Records for this task:
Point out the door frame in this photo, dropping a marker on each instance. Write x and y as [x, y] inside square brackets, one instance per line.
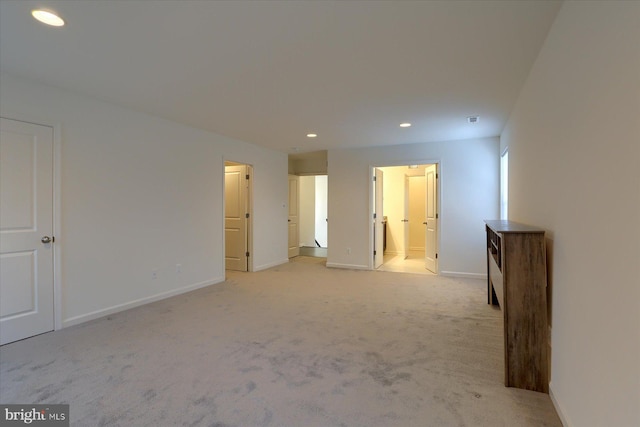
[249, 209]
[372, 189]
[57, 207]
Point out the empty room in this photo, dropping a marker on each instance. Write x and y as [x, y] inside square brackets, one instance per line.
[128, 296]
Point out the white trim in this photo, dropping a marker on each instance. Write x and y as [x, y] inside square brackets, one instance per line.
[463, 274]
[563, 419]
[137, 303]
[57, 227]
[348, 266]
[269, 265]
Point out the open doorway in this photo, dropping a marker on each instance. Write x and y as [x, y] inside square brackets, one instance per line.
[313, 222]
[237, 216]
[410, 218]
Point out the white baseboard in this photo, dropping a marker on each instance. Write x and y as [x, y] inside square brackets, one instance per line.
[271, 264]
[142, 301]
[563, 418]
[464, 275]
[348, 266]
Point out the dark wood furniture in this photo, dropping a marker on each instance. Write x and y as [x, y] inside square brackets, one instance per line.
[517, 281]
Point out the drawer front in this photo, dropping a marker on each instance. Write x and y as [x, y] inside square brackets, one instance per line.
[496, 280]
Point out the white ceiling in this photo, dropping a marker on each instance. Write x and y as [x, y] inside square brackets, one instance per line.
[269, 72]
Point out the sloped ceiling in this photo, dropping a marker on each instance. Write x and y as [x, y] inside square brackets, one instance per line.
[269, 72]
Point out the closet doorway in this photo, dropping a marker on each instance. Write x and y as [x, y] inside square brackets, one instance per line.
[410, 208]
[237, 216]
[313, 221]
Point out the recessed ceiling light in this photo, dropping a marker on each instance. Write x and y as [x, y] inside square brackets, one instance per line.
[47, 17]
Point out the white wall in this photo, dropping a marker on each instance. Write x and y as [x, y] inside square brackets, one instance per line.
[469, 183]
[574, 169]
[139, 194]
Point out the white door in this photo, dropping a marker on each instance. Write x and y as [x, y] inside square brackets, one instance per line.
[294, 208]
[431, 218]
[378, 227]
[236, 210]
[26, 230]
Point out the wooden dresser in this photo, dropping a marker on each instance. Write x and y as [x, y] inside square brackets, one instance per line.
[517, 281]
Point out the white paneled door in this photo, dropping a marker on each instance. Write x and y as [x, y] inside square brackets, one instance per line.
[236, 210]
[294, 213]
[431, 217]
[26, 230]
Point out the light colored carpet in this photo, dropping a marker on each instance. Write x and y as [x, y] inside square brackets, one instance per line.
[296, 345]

What the exercise asks:
Put every line from the one containing "Point out the white wall" through the last line above into a JSON array of strings, one string per line. Omit any blank lines.

Right answer:
[
  "Point out the white wall in this photo, dropping a marker on each instance. Write x and y as [x, y] inside square brackets, one instance per line.",
  "[469, 183]",
  "[574, 169]",
  "[139, 194]",
  "Point out the white door in this photo, dropping a marker on each instance. Write x and y as [x, y] inside square brackets, one instance per line.",
  "[294, 208]",
  "[431, 218]",
  "[378, 227]",
  "[236, 210]",
  "[26, 230]",
  "Point out the wooden dresser in this photo, dropping a marker on each instance. Write x and y as [x, y] inside square brackets, one instance per line.",
  "[517, 281]",
  "Point out the white paneled door in this photo, dropping a marker on each instance. Write x and y as [x, y] inside square brackets, one instance per line.",
  "[236, 210]",
  "[294, 213]",
  "[431, 217]",
  "[26, 230]",
  "Point out the light colored carpet in this photo, dropping a marker on each instance. Write x and y as [x, y] inside square brackets, one instance per line.",
  "[296, 345]"
]